* Sayfa metni:
#####

Bu yazı rh+sanat'ın 43. sayısında yayınlanmıştır..
1984’ü okuyan herkes Big Brother’ın belleksizleştirme politikası karşısında çılgına dönmüştür. Evet, Sayın Winston Smith, tarih siliniyor ve yeniden yazılıyor ama siz nasıl oluyor da bu kadar çabuk unutabiliyorsunuz?
Dünya küreselleşirken biz dünya vatandaşları belleksizleştiriliyoruz. “Ak”la kara birbirine karıştı. Orwell’ın distopyası gerçek oluyor. İstatistiklerin biricik öznesi “sokaktaki vatandaş”ın ismi yok. Sahip olduğumuz direnme noktalarını birer birer kaybediyoruz. Gettolaşmak, mahrumiyet bölgelerini tanımlayan bir kelime olmanın ötesinde, bütünüyle mahrumiyeti ifade ediyor. Küresel sermayeye ayak dirediği ölçüde varlığını koruyabilecek son insani müdahale araçlarından sanat, insan mahrumiyetinin en tipik simgesi sayılabilir bundan böyle!
Son yıllarda sıkça tekrarlanarak dilimize pelesenk edilen tabirle, İstanbul bir “çekim merkezi” haline geliyor. Kentsel dönüşüm projeleri yavaş yavaş hayata geçirilirken Batı’nın sanat ve kültür odaklı sermayesinin de İstanbul’a akmaya başladığına tanık oluyoruz. Batı’nın sanatsal ve kültürel anlamda yaşadığı kısırlık, daha gerçekçi bir açıklamayla, kültür sermayesinin güncel sanatın içini iyice boşaltması, Batı’nın gözünü bir kez daha Doğu’ya çevirmesini sağlıyor. Malzemesiz kalan Batı, önce kendi periferisindeki “öteki”yi yine ötekileştirerek kullandı: Son yirmi yıldır güncel sanatın en çarpıcı çalışmaları göçmenlerden ve göçmenlik üzerine çıktı. Şimdi de dışarıdaki “öteki”nin peşinde sermayenin Batısı – Batı’nın sermayesi.
Uygarlık beşiği kent, tabakalaşmanın, toplumsal ayrışma ve ilerlemenin de mekânıdır genel modernist kanıya göre.

#####

Bölge etiketleme satırları
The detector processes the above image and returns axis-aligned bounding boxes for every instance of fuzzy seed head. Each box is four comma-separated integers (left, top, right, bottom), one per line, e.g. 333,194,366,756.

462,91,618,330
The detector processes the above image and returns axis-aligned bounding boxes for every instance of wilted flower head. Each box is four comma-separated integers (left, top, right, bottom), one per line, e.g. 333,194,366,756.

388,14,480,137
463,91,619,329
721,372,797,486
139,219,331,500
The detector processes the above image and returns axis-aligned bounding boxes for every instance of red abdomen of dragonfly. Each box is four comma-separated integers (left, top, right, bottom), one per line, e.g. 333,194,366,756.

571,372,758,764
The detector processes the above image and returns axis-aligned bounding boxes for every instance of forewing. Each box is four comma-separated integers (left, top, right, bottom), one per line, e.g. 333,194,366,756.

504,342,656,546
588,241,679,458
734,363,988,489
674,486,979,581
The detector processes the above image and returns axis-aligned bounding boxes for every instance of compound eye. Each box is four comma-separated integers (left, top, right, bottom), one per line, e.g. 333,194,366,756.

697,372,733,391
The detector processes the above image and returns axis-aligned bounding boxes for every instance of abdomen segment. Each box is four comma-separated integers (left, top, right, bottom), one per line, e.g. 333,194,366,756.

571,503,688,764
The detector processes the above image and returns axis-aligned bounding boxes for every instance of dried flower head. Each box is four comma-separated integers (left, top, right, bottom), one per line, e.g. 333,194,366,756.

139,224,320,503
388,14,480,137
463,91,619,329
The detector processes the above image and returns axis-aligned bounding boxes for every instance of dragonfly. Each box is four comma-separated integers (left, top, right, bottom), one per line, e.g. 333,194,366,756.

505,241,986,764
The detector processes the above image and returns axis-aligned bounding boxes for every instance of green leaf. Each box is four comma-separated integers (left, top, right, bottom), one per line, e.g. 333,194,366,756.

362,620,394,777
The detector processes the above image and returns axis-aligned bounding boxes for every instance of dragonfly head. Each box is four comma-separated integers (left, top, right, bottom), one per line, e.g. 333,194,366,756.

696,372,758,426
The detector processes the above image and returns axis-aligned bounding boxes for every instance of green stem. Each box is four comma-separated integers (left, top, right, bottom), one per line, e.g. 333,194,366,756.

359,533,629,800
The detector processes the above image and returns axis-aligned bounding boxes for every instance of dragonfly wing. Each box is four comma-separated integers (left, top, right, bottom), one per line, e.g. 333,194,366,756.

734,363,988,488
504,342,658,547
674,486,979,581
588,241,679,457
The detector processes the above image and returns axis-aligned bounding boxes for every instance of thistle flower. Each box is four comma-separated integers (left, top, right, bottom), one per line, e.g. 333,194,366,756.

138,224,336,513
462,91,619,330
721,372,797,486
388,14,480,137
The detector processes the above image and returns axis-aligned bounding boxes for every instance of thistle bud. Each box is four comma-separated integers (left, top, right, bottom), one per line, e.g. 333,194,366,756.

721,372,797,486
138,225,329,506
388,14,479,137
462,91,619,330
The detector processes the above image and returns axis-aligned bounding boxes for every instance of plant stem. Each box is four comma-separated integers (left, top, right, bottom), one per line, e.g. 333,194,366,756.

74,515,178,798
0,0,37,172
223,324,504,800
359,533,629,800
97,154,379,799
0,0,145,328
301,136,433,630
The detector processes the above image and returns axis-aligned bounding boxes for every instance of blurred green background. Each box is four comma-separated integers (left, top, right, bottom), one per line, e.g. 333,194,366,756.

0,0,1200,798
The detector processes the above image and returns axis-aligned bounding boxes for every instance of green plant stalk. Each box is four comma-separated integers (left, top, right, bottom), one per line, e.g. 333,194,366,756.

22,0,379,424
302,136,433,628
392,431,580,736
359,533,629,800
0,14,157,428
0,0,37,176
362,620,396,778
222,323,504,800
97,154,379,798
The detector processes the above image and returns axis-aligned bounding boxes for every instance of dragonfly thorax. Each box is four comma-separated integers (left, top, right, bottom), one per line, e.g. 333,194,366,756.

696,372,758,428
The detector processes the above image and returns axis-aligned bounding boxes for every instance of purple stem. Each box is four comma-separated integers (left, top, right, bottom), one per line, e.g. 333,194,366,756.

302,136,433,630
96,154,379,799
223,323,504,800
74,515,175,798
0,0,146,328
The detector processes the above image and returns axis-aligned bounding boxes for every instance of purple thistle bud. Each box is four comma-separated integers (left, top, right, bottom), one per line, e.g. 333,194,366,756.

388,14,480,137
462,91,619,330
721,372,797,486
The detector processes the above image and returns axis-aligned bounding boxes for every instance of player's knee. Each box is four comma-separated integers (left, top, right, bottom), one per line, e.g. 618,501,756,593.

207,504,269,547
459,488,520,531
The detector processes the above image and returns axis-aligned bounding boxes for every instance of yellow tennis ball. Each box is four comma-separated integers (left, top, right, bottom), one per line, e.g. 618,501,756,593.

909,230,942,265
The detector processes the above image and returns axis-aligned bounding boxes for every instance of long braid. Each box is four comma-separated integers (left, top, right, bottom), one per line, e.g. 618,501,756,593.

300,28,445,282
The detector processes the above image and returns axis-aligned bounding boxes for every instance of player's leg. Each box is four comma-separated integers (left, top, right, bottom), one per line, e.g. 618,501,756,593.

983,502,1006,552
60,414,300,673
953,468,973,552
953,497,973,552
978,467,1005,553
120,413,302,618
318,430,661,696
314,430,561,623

#####

* Verilen görev A:
Bölge etiketleme satırlarında "instance of plant" geçen satırdan "0,0,1200,798" geçen satıra kadar her şeyi, "axis-aligned" yerine "rectangular" koyarak yeniden yazın. Geri kalan hiçbir şeyi değiştirmeyin.
* Verilen görev B:
İstanbul ve güncel sanat üzerine yazıyı son cümlesinin ardından sürdürün.

* Yanıt A:
The detector processes the above image and returns rectangular bounding boxes for every instance of plant stem. Each box is four comma-separated integers (left, top, right, bottom), one per line, e.g. 333,194,366,756.

74,515,178,798
0,0,37,172
223,324,504,800
359,533,629,800
97,154,379,799
0,0,145,328
301,136,433,630
The detector processes the above image and returns rectangular bounding boxes for every instance of blurred green background. Each box is four comma-separated integers (left, top, right, bottom), one per line, e.g. 333,194,366,756.

0,0,1200,798

* Yanıt B:
Marksist analiz ise sınıfsal ayrımı, bir sınıfın diğerine hâkimiyetini vurgular kentin tanımını yaparken. Bugün İstanbul’u hangi tanıma dâhil edebileceğimiz açıkça ortada. “Bırakınız yapsınlar”cı liberal model, “neo” önekiyle İstanbul’un sanat kimliğine de hâkim. Ekonomi disiplininin saptadığı; yalnızca üreticilerden oluşan kısıtlı bir alıcıya yönelik arî üretimle, kitlelerin beklentilerini karşılayacak üretim arasındaki temel karşıtlık, İstanbul sanat ortamını da pekâlâ tarif ediyor. Kurduğu kültür sanat vakfına sponsor olan şirketin prestijine prestij katması ile oluşan, en küçük kesimin kendisi için hazırladığı gölge oyunu başarıyla ifa ediliyor. Bunu yaparken sınıf içi statüko değişimleri de asla unutulmuyor ve çeşitli renkteki “lale”ler, farklı fiyatlar üzerinden sınıf nişanı olarak dağıtılıyor. Özel bir müzenin kafe-barında boğaz manzarası satılıyor. Kuzgun Acar’ın ev ve atölyesi restore edilerek “leziz Osmanlı ve saray mutfağı restaurantı” yapılıyor.(1) Bir dönem sanat mirası, güzel anılar eşliğinde afiyetle yeniyor. Bir başka müzeye “Müze Dostu” olunabiliyor, insanlar parası yettiği ölçüde seçkinlik derecesini beyan ederek ayrıcalıklardan faydalanabiliyor!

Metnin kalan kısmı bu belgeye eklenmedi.